EXERCÍCIO: No trecho do documento, aonde mme. F. vai enquanto calça as luvas?

TRECHO DO DOCUMENTO:
▬▬▬▬▬▬▬▬▬▬

E conta-me o seu caso, e o caso de amigas e conhecidas suas, cujas enfermidades foram
diagnosticadas, e curadas com receitas fornecidas pelos “médiuns” os quais chegaram a corrigir,
algumas vezes, médicos ilustres anteriormente consultados. E conclui:
— Por que o senhor não experimenta o Espiritismo? Se o senhor quiser, ponha o seu nome, a sua idade e a sua residência em um papelzinho, que eu dou a meu marido e ele faz a consulta.
Dou-lhe a papeleta, com essas informações pessoais. E esgota-se a primeira semana. Decorre a segunda. Termina a terceira. E não me lembrava mais do caso, quando esta manhã, mme.
F., empurrando levemente a porta do gabinete, onde eu escrevia tranquilamente, pediu licença e,
entrando, encostou-se à mesa.
— O senhor deve estar aborrecido comigo e com F., começa, ao mesmo tempo que
calça as luvas, pois que vai sair para a reunião dominical da sua igreja protestante; mas meu
marido não se esqueceu do negócio do Espiritismo… Ele está é embaraçado para lhe dar a resposta… O senhor é, porém, um homem superior, e não ignora a gravidade da sua doença. De modo
que eu achei melhor vir lhe dizer logo a verdade.

▬▬▬▬▬▬▬▬▬▬

SEÇÃO DE DADOS:
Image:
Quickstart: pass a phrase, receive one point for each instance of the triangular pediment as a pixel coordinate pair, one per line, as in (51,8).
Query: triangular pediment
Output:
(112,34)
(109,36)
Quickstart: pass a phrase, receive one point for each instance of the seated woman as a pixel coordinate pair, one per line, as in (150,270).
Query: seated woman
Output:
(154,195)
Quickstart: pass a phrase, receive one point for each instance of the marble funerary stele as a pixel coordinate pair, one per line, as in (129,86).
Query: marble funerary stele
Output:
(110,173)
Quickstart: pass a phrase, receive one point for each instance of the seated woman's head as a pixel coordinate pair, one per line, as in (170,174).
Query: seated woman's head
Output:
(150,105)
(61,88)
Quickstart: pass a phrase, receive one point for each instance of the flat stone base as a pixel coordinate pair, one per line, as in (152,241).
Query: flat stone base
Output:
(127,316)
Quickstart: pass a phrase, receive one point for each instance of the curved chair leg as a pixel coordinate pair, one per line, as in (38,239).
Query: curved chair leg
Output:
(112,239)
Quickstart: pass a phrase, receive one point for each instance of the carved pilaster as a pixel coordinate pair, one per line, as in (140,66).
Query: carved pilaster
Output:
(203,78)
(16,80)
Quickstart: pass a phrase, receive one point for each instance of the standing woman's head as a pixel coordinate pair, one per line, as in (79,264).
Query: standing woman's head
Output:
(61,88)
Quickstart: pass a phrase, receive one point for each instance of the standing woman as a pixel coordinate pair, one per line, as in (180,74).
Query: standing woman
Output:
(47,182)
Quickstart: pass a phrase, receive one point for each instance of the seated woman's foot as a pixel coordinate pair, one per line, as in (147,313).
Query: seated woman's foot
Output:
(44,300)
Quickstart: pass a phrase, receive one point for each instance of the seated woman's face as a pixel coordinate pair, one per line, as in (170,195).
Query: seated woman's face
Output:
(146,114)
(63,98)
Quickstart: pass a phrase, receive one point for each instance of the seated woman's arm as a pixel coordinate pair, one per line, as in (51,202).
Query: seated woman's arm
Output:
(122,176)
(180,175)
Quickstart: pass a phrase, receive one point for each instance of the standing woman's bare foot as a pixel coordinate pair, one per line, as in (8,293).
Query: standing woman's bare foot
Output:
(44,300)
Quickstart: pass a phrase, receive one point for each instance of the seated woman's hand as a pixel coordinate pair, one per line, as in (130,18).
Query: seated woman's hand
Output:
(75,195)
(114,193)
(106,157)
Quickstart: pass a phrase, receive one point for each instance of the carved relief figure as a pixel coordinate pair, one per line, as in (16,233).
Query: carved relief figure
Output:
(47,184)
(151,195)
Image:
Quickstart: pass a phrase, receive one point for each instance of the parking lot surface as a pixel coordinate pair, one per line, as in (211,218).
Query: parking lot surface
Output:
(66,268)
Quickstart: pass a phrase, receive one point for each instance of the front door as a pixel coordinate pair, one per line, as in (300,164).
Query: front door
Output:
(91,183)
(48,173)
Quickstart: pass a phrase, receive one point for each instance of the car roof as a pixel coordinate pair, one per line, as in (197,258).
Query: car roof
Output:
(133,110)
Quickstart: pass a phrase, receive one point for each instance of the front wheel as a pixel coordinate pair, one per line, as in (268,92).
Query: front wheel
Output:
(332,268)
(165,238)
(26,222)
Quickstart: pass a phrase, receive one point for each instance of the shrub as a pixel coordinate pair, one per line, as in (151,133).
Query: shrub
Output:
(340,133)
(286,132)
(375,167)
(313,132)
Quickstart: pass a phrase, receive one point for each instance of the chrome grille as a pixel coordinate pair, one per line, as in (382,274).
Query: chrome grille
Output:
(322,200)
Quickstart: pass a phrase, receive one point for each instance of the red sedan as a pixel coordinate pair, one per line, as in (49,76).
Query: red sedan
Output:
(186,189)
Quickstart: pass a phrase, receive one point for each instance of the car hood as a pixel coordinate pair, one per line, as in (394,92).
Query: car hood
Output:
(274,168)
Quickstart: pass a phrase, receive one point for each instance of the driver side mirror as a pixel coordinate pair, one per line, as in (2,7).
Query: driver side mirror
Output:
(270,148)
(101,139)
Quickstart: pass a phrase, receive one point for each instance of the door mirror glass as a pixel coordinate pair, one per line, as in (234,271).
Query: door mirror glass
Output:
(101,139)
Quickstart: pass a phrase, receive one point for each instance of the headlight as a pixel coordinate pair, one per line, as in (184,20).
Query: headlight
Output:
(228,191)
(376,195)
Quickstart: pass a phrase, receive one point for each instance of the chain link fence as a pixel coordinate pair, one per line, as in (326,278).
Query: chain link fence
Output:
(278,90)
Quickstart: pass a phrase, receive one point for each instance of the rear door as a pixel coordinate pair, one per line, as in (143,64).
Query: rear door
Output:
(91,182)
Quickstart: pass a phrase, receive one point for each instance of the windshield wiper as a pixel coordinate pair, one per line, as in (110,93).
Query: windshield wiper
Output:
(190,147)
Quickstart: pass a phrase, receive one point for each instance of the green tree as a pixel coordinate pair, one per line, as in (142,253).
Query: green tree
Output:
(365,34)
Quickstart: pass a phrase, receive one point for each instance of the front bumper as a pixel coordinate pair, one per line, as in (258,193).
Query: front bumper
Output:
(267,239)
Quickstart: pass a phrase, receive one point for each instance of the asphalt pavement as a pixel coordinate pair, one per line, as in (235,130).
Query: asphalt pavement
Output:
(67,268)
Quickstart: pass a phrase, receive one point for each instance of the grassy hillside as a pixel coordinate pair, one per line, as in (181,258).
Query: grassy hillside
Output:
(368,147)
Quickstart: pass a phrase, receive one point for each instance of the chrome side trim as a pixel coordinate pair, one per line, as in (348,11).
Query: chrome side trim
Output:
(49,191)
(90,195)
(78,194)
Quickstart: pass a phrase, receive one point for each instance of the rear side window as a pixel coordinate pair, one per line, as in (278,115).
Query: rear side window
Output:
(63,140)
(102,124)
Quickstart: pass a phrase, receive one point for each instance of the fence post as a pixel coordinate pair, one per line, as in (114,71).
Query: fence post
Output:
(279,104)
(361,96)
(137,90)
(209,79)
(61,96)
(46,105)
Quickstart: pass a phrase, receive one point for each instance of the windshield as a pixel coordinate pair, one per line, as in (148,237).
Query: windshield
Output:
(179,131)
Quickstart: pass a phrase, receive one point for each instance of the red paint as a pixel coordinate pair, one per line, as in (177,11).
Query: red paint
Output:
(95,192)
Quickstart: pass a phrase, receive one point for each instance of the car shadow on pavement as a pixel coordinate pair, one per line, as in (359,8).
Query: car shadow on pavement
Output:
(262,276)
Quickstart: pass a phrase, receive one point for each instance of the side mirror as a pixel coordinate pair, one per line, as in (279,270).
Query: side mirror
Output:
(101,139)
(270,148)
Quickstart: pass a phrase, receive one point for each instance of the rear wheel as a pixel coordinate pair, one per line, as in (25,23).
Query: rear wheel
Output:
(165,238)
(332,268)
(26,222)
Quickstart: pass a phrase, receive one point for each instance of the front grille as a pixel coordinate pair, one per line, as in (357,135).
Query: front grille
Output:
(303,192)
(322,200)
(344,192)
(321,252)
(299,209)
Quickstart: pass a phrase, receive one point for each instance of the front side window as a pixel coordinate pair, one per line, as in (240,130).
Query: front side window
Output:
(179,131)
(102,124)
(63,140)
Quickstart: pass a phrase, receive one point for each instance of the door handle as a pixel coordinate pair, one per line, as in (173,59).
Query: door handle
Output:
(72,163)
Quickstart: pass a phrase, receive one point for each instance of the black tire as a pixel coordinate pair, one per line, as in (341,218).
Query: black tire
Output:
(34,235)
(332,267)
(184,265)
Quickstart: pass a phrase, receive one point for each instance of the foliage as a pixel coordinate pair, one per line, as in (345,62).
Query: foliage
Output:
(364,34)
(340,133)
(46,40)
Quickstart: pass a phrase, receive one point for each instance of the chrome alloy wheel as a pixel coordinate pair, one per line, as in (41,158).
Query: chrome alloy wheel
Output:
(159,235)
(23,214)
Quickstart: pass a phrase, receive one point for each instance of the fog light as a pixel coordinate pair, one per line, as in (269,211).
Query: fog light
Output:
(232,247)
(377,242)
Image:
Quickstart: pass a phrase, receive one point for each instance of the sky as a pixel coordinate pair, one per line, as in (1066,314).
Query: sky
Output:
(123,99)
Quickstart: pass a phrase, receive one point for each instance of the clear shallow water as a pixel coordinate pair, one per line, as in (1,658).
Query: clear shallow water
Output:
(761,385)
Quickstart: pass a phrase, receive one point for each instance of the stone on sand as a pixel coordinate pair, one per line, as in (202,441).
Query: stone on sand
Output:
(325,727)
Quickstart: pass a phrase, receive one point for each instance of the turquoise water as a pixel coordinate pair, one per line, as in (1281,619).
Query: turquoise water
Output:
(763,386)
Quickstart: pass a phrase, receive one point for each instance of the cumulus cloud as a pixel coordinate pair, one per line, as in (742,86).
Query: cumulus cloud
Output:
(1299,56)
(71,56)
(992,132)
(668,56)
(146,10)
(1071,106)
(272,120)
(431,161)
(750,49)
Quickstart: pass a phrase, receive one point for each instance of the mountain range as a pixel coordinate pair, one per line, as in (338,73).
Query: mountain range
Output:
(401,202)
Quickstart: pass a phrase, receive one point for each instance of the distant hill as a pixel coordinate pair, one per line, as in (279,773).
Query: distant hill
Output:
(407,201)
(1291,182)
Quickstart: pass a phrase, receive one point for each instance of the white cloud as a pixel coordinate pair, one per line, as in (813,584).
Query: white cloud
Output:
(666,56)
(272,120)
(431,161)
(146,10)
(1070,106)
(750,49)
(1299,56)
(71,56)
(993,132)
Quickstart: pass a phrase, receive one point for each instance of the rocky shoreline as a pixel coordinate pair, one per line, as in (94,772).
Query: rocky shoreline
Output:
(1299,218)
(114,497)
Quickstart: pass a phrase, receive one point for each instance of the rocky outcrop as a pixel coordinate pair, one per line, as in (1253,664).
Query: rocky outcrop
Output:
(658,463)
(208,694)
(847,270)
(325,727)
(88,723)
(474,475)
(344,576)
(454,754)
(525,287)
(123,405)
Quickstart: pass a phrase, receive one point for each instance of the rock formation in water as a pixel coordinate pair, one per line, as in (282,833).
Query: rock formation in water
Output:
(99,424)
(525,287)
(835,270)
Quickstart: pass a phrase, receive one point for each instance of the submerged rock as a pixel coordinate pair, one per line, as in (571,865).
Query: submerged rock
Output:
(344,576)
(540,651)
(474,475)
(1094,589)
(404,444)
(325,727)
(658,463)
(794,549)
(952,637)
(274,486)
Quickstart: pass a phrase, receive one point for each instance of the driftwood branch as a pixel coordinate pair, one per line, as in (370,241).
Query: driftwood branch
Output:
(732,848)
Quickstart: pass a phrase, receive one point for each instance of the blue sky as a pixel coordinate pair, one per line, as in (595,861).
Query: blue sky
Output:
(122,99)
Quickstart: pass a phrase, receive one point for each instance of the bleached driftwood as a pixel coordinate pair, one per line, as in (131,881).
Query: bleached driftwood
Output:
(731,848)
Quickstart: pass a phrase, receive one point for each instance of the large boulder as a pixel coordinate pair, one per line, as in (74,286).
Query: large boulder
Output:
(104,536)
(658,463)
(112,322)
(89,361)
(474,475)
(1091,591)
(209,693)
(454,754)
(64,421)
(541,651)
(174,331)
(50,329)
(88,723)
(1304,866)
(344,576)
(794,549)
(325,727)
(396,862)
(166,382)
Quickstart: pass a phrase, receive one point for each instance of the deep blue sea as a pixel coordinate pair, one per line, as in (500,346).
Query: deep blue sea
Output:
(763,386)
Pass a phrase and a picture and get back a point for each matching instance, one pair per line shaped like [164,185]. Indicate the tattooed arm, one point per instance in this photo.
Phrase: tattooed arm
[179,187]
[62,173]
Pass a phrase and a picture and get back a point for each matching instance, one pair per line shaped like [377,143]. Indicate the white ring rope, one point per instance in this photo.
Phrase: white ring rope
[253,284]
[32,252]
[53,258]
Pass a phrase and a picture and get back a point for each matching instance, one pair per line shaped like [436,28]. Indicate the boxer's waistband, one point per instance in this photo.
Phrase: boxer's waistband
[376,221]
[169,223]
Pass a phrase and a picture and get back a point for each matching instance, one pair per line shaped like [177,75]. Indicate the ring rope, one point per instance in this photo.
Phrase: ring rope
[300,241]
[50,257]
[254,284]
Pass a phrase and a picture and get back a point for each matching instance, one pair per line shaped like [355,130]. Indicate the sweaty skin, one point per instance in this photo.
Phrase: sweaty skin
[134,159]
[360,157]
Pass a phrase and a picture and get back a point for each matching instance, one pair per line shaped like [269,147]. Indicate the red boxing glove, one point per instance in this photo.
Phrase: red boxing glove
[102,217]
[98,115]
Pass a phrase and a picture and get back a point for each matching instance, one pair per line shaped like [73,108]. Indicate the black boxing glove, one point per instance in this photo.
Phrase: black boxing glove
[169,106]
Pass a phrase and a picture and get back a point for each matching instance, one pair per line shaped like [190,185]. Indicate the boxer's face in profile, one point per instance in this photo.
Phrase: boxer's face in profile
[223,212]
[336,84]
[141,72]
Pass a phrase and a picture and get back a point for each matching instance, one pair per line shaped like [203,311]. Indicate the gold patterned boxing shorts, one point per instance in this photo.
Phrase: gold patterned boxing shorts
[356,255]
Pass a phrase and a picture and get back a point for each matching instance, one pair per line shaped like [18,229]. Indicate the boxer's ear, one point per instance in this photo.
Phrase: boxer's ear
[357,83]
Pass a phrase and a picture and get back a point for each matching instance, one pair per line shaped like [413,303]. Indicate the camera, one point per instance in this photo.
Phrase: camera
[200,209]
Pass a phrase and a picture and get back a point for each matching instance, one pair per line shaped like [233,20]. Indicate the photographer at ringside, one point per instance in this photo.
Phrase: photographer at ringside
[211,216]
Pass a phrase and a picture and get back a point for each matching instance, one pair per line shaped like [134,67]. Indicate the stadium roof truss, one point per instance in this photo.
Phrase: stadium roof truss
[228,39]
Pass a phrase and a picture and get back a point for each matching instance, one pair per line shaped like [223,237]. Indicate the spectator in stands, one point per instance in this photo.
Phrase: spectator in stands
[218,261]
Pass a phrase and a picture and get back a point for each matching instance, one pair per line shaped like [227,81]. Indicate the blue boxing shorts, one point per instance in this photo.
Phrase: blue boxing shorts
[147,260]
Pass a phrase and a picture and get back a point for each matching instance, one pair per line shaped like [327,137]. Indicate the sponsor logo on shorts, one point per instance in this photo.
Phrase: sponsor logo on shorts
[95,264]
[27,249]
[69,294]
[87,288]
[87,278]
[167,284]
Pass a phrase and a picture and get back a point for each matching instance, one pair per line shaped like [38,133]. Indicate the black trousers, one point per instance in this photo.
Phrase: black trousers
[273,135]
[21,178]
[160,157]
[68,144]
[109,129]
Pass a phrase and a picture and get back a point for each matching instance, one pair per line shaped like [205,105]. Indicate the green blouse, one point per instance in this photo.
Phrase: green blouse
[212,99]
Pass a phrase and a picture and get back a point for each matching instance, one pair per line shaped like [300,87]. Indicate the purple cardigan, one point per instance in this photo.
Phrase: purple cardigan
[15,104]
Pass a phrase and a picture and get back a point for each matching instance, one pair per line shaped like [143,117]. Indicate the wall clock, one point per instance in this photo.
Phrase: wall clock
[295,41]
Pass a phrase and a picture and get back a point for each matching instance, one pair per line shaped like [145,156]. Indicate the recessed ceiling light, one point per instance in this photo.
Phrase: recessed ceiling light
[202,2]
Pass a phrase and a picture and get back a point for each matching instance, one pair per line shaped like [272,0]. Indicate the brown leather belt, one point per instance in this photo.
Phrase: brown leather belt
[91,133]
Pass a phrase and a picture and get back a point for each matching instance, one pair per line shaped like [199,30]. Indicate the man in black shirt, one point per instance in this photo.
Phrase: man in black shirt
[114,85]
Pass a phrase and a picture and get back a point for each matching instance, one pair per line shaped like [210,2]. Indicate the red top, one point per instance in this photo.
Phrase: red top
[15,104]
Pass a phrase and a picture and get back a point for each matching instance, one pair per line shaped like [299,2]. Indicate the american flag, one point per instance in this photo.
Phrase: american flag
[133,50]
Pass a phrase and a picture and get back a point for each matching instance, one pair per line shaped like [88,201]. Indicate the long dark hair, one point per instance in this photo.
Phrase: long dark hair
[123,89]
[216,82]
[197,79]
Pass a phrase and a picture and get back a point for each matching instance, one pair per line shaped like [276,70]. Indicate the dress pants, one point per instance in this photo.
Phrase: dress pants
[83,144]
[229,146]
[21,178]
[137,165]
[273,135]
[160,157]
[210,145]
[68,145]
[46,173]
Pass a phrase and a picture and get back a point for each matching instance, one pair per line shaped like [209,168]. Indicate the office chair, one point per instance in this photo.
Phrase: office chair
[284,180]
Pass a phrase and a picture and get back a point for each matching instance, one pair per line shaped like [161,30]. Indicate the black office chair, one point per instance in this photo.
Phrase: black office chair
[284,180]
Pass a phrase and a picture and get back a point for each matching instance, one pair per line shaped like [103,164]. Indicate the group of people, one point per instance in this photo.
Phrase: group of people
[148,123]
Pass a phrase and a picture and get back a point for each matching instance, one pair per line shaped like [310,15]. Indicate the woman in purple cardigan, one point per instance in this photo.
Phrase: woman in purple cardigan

▬▬▬▬▬▬▬▬▬▬

RESPOSTA ESCRITA: À reunião dominical da sua igreja protestante.